--- Goal ---
Transcribe the blog post exactly, from "Novel No. 2, here" up to and including "terror and excitement.".

Thursday, October 28, 2010

Novel No. 2, here I come.

Okay, so the novel has finally been sent off to the agent. Here's hoping he likes it enough to take me on as a client!!

If not, that okay 'cos I'm at least off to a good start. This is the first agent I've contacted and he asked to read the whole MS, so I've gotta be doing something right. And I'm prepared for the hard yards, regardless.

So now it's onto the next novel, and I'm going to use NaNoWriMo to get me out of the starting blocks. Actually, I think I might aim to do this every year. It's a good way to motivate myself, as I find beginning a novel a monumental task, one that I view with both terror and excitement.

I've been busy nutting out the plot and characters, the storyline and structure, and reckon I'm about good to go.

And cos I'm so organised, I had time to think about getting involved with Movember - always thought I'd look a crack up with a mustache! But maybe next year... We had a site wide video conference at work the other day, and one of the presenters had a mustache. All I could think of while he was giving his presentation was, 'gee, he looks like a porn star.'

Oh, and The Art of Tim Burton finally arrived, and what a book this is! Tim Burton is a genius, a talent and a half; his art style is so distinct. Sometimes it's so simple but it's just brilliant. What a source of inspiration this book is.

Monday, October 18, 2010

Mmmm... pork...

I love bacon. It's delicious. Roast pork too, with all that crackling. Then there's ham, a whole leg of ham. What a wonderful animal this is. What did Homer once say? 'Porkchops and bacon, my two favourite animals.'
Homer: I’ll have the smiley face breakfast special. Uhh, but could you add a bacon nose? Plus bacon hair, bacon mustache, five o’clock shadow made of bacon bits and a bacon body.
Waitress: How about I just shove a pig down your throat?
(Homer looks excited)
Waitress: I was kidding.
Homer: Fine, but the bacon man lives in a bacon house!
Problem is, I love animals and while I have a huge vege garden, there's no way I could have pigs. No way could I go out to Mr Piggy and slice off a bit of his hide  for my Sunday roast each week. It just wouldn't feel right.

It would be so much better if pork grew on trees. Then I could just plant it with all of my other veges, the corn and carrots, spinach and spuds, capsicums and cucumbers etc. Just imagine, a bacon tree. How wonderful would that be?? I wouldn't have to worry about garden gnomes nibbling my toes, only Homer living there.

--- Stored data ---
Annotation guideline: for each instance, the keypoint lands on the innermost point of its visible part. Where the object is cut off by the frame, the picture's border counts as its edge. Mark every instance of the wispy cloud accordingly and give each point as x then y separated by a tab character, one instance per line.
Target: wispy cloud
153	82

--- Task solution ---
Novel No. 2, here I come.

Okay, so the novel has finally been sent off to the agent. Here's hoping he likes it enough to take me on as a client!!

If not, that okay 'cos I'm at least off to a good start. This is the first agent I've contacted and he asked to read the whole MS, so I've gotta be doing something right. And I'm prepared for the hard yards, regardless.

So now it's onto the next novel, and I'm going to use NaNoWriMo to get me out of the starting blocks. Actually, I think I might aim to do this every year. It's a good way to motivate myself, as I find beginning a novel a monumental task, one that I view with both terror and excitement.